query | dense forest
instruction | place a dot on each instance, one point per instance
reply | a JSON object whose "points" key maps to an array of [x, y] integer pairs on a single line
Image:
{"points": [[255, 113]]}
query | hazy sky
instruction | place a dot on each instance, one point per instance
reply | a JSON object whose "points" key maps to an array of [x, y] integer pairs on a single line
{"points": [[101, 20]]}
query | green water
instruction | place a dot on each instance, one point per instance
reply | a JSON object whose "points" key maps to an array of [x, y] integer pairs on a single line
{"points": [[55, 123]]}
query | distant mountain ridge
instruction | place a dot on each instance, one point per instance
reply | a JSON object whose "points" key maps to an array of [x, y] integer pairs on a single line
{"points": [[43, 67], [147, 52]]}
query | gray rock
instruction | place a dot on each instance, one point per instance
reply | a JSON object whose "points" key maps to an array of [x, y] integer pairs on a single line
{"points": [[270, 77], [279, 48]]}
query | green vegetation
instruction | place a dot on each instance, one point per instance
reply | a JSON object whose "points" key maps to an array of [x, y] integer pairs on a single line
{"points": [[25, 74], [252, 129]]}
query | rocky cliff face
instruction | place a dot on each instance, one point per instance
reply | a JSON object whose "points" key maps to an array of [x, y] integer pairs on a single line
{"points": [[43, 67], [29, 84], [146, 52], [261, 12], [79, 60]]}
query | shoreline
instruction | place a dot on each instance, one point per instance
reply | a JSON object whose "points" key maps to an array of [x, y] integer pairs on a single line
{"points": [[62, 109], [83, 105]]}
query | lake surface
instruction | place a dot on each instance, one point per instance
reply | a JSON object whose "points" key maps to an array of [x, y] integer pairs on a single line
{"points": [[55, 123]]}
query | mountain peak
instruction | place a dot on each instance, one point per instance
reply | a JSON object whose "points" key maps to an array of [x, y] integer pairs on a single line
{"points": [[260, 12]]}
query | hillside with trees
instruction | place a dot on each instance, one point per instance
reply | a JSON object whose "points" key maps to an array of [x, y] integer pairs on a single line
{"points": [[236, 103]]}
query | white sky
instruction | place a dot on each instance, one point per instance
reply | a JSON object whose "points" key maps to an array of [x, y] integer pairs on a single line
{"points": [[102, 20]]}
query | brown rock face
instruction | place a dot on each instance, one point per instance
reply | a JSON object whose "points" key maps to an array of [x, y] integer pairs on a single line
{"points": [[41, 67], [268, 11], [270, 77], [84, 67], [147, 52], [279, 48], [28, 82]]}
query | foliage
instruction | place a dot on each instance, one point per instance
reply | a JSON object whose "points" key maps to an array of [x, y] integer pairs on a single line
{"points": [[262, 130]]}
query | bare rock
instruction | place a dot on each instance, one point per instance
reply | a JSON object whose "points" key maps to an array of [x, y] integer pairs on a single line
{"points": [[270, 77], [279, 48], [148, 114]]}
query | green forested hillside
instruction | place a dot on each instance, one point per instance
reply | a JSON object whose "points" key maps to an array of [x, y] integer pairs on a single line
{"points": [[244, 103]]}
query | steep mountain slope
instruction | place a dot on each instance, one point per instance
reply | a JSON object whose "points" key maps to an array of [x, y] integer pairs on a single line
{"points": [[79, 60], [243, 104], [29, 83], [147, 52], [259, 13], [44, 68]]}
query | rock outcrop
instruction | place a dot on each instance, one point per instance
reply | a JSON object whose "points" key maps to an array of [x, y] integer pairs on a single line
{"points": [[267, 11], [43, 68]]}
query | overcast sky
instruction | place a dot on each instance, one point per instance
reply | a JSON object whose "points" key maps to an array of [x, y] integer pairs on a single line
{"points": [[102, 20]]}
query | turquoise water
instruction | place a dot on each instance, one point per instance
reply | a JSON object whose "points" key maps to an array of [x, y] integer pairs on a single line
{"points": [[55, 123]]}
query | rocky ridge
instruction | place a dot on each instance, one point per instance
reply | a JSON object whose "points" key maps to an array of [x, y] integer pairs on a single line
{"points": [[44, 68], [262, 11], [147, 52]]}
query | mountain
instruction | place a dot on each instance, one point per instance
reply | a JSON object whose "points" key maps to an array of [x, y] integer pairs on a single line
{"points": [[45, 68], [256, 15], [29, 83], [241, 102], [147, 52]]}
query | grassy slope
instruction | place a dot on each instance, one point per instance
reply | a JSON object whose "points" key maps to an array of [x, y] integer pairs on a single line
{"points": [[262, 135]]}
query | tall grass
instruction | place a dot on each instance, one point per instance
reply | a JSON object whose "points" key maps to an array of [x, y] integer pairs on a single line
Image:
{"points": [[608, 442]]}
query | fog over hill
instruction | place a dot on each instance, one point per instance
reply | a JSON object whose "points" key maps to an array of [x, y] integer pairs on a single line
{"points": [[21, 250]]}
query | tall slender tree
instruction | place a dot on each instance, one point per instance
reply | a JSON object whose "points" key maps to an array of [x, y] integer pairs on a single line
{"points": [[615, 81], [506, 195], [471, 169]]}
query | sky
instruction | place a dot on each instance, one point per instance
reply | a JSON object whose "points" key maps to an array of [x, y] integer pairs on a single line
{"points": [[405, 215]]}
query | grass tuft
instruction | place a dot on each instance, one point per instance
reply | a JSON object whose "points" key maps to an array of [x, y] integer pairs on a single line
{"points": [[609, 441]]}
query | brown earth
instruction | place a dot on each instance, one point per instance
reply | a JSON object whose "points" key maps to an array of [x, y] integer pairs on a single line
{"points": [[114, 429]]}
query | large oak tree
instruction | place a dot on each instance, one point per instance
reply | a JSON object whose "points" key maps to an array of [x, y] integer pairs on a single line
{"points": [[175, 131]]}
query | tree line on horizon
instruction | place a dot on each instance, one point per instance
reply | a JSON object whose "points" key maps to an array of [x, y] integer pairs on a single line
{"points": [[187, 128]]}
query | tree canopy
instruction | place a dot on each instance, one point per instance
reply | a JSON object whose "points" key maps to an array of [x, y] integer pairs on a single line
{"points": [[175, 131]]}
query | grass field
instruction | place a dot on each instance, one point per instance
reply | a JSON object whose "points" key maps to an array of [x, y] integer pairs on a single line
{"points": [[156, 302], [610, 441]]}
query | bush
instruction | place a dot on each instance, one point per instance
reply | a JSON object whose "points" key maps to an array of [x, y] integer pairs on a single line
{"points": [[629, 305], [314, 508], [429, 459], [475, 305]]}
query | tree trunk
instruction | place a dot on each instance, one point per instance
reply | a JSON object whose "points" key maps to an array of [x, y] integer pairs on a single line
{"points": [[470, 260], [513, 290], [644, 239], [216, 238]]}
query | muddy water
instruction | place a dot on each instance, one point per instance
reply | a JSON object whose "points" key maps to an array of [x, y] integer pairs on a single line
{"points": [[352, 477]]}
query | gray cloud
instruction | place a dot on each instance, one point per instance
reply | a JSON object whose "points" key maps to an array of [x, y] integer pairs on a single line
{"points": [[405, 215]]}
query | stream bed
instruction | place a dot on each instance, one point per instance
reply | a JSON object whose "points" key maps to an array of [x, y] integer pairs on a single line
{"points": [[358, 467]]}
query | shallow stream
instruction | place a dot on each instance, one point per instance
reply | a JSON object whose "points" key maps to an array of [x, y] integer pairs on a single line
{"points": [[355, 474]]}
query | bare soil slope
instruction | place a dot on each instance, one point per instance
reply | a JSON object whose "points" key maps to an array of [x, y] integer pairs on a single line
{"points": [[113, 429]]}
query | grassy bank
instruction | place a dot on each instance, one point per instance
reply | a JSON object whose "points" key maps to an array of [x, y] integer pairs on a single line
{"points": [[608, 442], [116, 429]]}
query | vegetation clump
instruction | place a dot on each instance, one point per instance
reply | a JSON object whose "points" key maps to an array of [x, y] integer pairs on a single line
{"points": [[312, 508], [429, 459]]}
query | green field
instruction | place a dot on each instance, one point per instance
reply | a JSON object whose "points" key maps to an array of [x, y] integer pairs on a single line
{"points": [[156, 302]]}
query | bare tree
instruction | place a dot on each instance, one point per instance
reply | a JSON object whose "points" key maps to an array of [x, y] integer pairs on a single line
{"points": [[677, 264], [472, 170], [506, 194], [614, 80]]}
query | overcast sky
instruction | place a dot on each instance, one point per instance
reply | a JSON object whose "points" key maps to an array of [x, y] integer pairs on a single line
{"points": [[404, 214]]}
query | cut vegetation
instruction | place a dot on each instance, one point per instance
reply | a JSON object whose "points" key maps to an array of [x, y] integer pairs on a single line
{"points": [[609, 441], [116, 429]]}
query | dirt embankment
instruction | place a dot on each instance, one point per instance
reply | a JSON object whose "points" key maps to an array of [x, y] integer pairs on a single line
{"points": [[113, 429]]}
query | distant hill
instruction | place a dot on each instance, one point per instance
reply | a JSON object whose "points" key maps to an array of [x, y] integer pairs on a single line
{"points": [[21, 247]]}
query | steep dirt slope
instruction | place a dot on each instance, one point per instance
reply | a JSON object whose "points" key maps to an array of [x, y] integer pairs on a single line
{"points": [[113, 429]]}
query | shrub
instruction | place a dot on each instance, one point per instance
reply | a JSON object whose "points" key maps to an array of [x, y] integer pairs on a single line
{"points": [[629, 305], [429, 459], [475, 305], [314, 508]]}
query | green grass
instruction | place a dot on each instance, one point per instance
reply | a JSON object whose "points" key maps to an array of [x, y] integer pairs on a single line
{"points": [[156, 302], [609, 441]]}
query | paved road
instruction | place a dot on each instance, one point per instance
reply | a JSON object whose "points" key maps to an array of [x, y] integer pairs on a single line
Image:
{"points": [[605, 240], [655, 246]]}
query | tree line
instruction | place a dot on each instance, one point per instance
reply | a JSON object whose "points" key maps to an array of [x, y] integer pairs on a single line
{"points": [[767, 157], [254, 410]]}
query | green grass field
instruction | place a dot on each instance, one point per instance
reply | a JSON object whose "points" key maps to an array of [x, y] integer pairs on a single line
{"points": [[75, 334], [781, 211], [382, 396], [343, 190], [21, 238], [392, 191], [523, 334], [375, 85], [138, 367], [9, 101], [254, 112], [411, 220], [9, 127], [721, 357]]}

■ INSTRUCTIONS FOR THE TASK
From the line holding "query | dirt embankment" through the last line above, reproduce each line exactly and add nothing.

■ RESULT
query | dirt embankment
instruction | place a dot on each instance, one point per instance
reply | a JSON object whose "points" key maps to an array of [x, y] integer pairs on a single line
{"points": [[113, 429]]}
query | distant hill
instruction | place a dot on each instance, one point per instance
reply | a JSON object whose "points" key maps to an array of [x, y] integer pairs on a single line
{"points": [[21, 247]]}
query | steep dirt slope
instruction | place a dot on each instance, one point per instance
reply | a JSON object whose "points" key maps to an array of [x, y] integer pairs on a single line
{"points": [[113, 429]]}
query | shrub
instruction | place a dot on each instance, one point per instance
reply | a JSON object whose "points" key maps to an array of [x, y] integer pairs on a single line
{"points": [[629, 305], [429, 459], [475, 305], [314, 508]]}
query | green grass
instruction | place a dot on each instance, one point per instance
reply | a JSON object whose "points" key maps to an array of [x, y] integer pairs on a single line
{"points": [[156, 302], [609, 441]]}
query | paved road
instruction | place a dot on each instance, one point per instance
reply | a JSON object whose "points" key maps to an array of [x, y] integer pairs on a single line
Image:
{"points": [[605, 240], [655, 246]]}
query | tree line
instruction | place a dot on each instance, one point per instance
reply | a JSON object whose "points" key maps to an array of [x, y] integer pairs on a single line
{"points": [[767, 157], [254, 410]]}
query | green grass field
instruction | place a dot on each instance, one point per instance
reply | a JSON object whose "points" key maps to an array of [x, y] integer pairs on a single line
{"points": [[75, 334], [781, 211], [382, 396], [343, 190], [21, 238], [392, 191], [523, 334], [375, 85], [138, 367], [9, 101], [254, 112], [411, 220], [9, 127], [721, 357]]}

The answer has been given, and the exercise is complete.